_Selected passage_
* * * *
Whenever I see someone say that Edelgard is the villain because she started a war, and "the end doesn't justify the means" I'm always reminded of an example I heard during a philosophy lesson in high school
"Imagine you are tied up to a chair, and you can only move one arm. You have a gun with you which has a single bullet in it. Alongside you there are some defenceless children sleeping, and a grown-up man with a knife, who states that he will kill all of those children, and procedes towards them.
What's the right thing to do? Killing the man in order to save those innocent children or not doing anything and let those life be ended by a bigger force?"
That example is litterally were Edelgard is now: She is the tied up man, the Church and the Nobility system are the killer and the defenceless children are the people of Fodland, who all suffered from how the society is structured (just take a look at Sylvain and his brother, Lysithea, Edelgard, Mercedes just to name a few who all got their lifes screwed up because of Crests), a society so broken that it will never recover by itself.
* * * *
_Data supplied_

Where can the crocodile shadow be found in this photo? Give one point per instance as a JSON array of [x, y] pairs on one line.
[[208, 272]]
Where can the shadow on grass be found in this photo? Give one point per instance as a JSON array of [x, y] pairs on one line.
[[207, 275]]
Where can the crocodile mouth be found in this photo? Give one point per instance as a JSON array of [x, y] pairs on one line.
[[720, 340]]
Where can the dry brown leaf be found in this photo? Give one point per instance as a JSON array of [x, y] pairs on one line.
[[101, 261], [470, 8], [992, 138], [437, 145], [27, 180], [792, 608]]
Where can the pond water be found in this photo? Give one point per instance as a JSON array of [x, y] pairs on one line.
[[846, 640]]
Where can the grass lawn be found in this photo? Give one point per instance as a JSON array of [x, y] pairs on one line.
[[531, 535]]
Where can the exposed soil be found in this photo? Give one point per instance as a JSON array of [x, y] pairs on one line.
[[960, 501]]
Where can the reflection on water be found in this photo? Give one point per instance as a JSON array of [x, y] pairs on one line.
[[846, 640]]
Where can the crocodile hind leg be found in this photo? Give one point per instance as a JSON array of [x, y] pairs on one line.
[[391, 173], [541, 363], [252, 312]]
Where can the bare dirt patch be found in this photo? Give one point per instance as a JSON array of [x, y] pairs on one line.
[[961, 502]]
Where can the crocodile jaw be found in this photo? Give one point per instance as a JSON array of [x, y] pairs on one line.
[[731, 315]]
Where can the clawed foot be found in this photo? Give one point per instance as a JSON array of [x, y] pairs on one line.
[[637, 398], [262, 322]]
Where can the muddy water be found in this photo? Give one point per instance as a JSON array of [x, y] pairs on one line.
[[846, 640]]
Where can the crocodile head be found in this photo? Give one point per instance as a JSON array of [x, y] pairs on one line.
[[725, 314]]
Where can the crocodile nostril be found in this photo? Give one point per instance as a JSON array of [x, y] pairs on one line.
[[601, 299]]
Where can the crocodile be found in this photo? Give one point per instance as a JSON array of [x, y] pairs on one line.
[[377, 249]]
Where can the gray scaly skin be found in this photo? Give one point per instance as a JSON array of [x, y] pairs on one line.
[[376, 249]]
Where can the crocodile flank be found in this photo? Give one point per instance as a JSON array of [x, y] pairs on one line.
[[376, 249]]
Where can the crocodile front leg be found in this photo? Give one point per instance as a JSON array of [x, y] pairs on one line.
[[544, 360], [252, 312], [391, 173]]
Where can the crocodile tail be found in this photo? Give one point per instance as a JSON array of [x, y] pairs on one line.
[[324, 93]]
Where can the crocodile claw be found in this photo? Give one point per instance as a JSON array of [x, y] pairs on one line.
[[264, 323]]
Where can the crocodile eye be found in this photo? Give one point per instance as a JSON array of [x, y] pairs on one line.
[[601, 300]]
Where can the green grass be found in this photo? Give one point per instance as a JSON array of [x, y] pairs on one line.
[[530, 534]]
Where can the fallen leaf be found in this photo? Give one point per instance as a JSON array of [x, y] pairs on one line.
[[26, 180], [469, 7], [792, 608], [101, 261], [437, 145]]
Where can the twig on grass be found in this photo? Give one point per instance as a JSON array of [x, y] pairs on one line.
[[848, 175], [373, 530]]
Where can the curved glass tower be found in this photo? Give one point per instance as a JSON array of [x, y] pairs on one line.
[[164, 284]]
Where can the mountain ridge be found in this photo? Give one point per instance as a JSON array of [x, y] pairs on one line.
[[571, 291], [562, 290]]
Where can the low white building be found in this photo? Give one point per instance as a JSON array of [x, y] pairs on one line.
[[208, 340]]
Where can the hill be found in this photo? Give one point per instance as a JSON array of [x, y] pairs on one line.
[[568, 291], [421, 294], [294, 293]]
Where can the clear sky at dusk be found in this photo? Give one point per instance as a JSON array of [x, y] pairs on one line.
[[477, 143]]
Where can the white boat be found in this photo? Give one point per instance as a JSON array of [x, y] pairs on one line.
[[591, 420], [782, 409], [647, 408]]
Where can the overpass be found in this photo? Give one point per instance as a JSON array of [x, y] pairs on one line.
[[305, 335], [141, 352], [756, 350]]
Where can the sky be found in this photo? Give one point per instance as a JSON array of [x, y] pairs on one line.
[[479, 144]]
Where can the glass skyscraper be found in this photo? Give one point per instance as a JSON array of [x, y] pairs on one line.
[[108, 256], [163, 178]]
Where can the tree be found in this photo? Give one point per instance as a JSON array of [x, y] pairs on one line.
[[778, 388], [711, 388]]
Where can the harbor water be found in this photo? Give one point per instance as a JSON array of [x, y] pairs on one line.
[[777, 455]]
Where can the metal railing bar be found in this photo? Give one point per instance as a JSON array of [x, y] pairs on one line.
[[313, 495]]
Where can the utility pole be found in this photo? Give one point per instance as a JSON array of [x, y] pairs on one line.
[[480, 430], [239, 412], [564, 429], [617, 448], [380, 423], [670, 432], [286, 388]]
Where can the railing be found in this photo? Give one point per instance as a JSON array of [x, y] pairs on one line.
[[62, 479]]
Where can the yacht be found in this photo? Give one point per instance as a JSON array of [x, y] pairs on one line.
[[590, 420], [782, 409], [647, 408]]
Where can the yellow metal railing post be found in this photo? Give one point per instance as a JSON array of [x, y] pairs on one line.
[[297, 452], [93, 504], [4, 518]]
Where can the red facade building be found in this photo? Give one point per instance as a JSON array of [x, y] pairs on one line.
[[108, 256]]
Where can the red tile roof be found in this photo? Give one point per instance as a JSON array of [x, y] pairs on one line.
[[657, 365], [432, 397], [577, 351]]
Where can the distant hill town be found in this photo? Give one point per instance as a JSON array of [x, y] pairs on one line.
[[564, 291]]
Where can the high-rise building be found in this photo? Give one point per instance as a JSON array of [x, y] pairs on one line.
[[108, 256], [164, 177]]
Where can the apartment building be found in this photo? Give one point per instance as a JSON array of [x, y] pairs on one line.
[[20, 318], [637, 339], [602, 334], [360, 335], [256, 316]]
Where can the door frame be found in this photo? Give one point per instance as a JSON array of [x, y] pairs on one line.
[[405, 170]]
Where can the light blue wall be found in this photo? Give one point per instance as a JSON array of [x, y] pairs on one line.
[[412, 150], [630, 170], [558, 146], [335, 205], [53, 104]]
* * * *
_Task directions_
Do the following statements agree with the post about Edelgard above? Answer each with yes or no and quote the deciding words of the post. (a) The writer heard the example in a philosophy lesson in high school. (b) In the example, the gun holds two bullets. (c) The writer casts the Church and the Nobility system as the killer.

_Task response_
(a) Yes: "an example I heard during a philosophy lesson in high school"
(b) No: "a gun with you which has a single bullet in it"
(c) Yes: "the Church and the Nobility system are the killer"